The broader understanding of Zika’s effects on fetal brain development comes about a month after the first case of microcephaly in New York City was announced by local public health officials. The mother had become infected while traveling, officials said.
In recent weeks, Zika infections independent of foreign travel were detected in Florida, with cases found in portions of Miami Beach and Palm Beach. Earlier this week, Zika-carrying mosquitoes were identified in St. Petersburg, on Florida’s Gulf Coast.
The virus — which can be transmitted by mosquitoes or through sexual intercourse — belongs to the group of pathogens known as flaviviruses, the same family to which the yellow fever and West Nile viruses belong. Zika first was identified in Brazil in mid-2013.
Whether the pathogen spreads rapidly to other states in patterns similar to those seen with the movement of West Nile has yet to be determined, some scientists have said.
However, tropical disease experts at the World Health Organization have emphasized the speed with which mosquitoes spread the Zika infection across large swaths of South and Central America, and have warned that mosquitoes in the United States can spread it widely too.
The cases studied for the new report stemmed from 438 pregnancies involving women who were seen by doctors at Instituto de Pesquisa in northeastern Brazil, the region struck hardest by the infection.
The women were institute patients from June 2015 to May, according to the report. They were referred to the facility for one of three reasons: a rash consistent with a Zika infection, suspected fetal neurological damage, or tests confirming the virus in the mother’s blood.
In adults, most cases of Zika are so mild that people are unaware of the infection, medical experts said. For others, the most obvious symptoms can include rash, fever, headache and joint pain. Some adults have developed Guillain-Barré syndrome, a rare condition typified by weakness and tingling in the extremities.
Dr. Fernanda Tovar-Moll, lead scientist of the Brazilian imaging research and a professor at the Federal University of Rio de Janeiro, wrote that it’s important for doctors to understand the fetal impact of a Zika infection. And it’s also important that doctors recognize possible virus-caused brain damage when they see malformations via medical imaging, she said.

• RAW DATA:
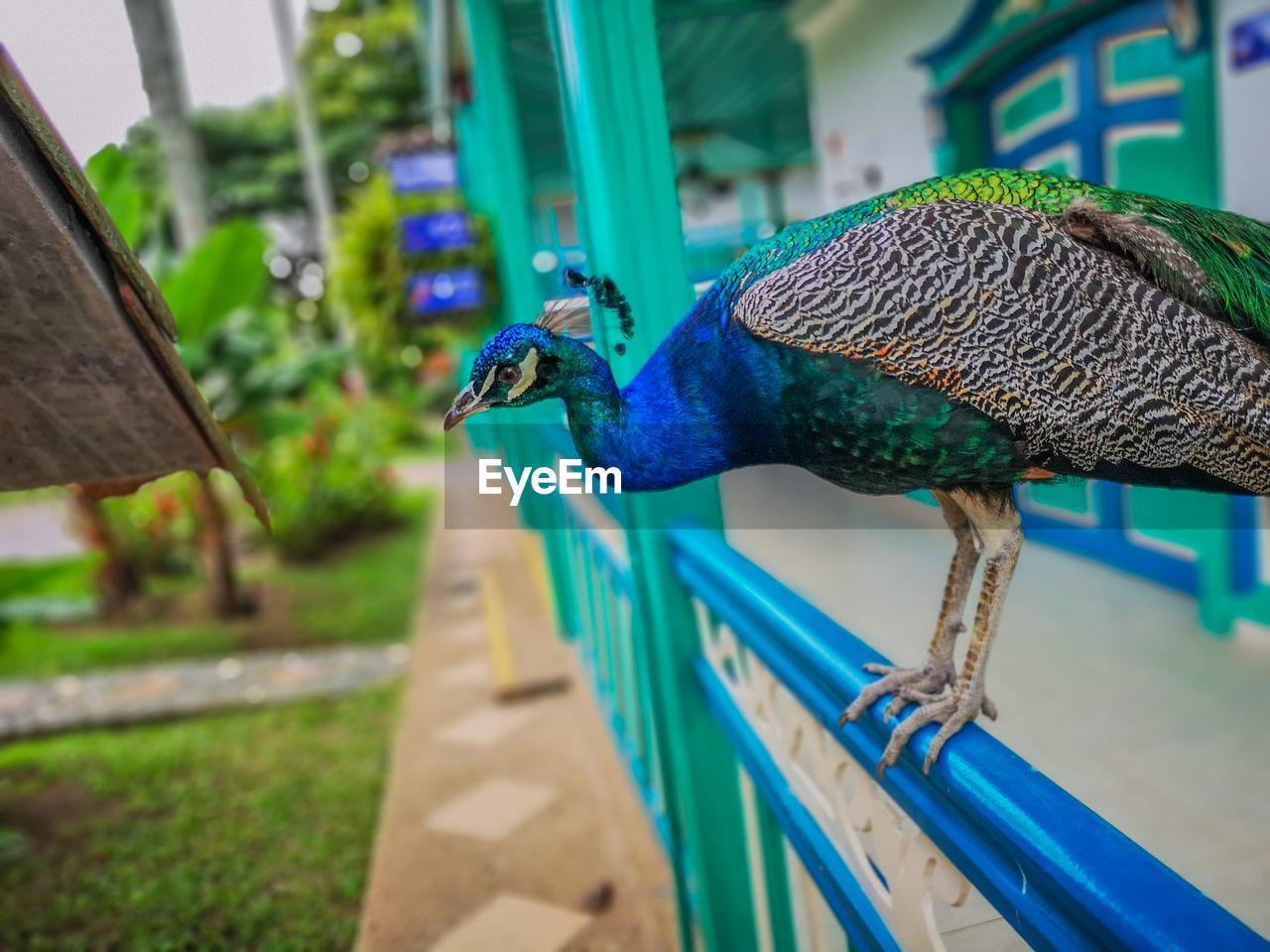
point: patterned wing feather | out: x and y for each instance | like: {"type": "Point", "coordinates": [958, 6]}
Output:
{"type": "Point", "coordinates": [1066, 343]}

• PROBLEM 1: According to the Zika passage, how many pregnancies did the cases studied for the new report come from?
• PROBLEM 2: Retype the Zika passage word for word, starting at "The cases studied" and ending at "by the infection.".

• WRITTEN ANSWER 1: The cases came from 438 pregnancies.

• WRITTEN ANSWER 2:
The cases studied for the new report stemmed from 438 pregnancies involving women who were seen by doctors at Instituto de Pesquisa in northeastern Brazil, the region struck hardest by the infection.